**Exercise aim**
In your reply, reproduce every line of the data without any alteration.

**Data for this task**
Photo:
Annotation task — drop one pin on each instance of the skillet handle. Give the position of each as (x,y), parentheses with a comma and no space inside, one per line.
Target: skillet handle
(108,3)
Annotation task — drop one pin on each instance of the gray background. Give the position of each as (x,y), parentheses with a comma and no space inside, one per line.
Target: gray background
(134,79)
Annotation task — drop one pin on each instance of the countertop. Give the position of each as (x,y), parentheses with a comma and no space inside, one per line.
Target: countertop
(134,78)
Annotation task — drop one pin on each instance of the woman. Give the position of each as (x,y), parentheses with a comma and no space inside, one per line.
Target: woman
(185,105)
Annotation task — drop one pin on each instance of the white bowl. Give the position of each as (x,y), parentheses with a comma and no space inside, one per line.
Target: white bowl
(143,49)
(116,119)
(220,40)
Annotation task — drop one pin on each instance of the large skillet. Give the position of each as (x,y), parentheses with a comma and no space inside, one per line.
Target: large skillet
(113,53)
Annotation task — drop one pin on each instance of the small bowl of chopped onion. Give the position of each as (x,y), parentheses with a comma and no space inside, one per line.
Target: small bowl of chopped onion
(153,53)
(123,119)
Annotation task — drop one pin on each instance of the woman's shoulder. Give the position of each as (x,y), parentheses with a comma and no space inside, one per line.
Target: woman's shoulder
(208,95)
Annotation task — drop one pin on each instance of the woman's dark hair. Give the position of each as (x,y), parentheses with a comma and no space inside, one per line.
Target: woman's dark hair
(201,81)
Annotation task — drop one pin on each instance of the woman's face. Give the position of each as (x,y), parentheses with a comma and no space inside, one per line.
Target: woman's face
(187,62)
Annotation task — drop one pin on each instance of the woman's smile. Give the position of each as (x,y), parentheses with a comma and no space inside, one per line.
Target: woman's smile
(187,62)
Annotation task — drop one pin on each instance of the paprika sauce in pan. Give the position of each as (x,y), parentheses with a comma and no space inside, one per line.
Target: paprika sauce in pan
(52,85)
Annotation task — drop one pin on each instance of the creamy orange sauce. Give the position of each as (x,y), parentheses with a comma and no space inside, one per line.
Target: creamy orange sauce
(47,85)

**Response area**
Photo:
Annotation task — drop one pin on each instance of the skillet handle. Give the position of each as (x,y), parentheses with a comma and no space inside, one per line.
Target: skillet handle
(108,3)
Annotation task — drop one pin on each instance of the gray background. Give the position of each as (x,y), parentheses with a comma and no space inside, one per line.
Target: gray background
(134,79)
Annotation task — drop one pin on each instance of the countertop. Give the position of each as (x,y), parentheses with a comma and no space inside, one per line.
Target: countertop
(134,78)
Annotation task — drop one pin on each instance of the woman. Give the position of each as (x,y), parentheses with a comma and no space inside, one per line.
Target: woman
(185,105)
Annotation task — drop one pin on each instance of the white bowl. Give the position of each as (x,y), parentheses with a comma and no space inside, one per line.
Target: white bowl
(143,49)
(116,119)
(220,40)
Annotation task — drop one pin on each instance of the large skillet. Give the position of each as (x,y), parentheses with a comma and no space inside, one per line.
Target: large skillet
(113,53)
Annotation task — drop one pin on each instance of the small bowl of chopped onion. Give the position of each as (x,y), parentheses with a comma and no space inside, one per line.
Target: small bowl of chopped onion
(153,53)
(123,119)
Annotation task — drop one pin on each instance of the woman's shoulder. Give the position of each as (x,y), parentheses with a comma and no space inside, one per line.
Target: woman's shoulder
(208,95)
Annotation task — drop one pin on each instance of the woman's dark hair. Give the position of each as (x,y), parentheses with a comma and no space inside, one per line.
Target: woman's dark hair
(201,81)
Annotation task — drop one pin on each instance of the woman's face. Give the position of each as (x,y), parentheses with a comma and no space inside, one per line.
Target: woman's face
(187,62)
Annotation task — drop one pin on each instance of the woman's smile. Give the position of each as (x,y), parentheses with a comma and no space inside, one per line.
Target: woman's smile
(187,62)
Annotation task — drop one pin on each instance of the paprika sauce in pan. Give the position of each as (x,y), parentheses with a comma and no space inside, one per line.
Target: paprika sauce in pan
(52,85)
Annotation task — drop one pin on each instance of the creamy orange sauce. Give the position of each as (x,y), parentheses with a comma and no space inside, one per line.
Target: creamy orange sauce
(47,85)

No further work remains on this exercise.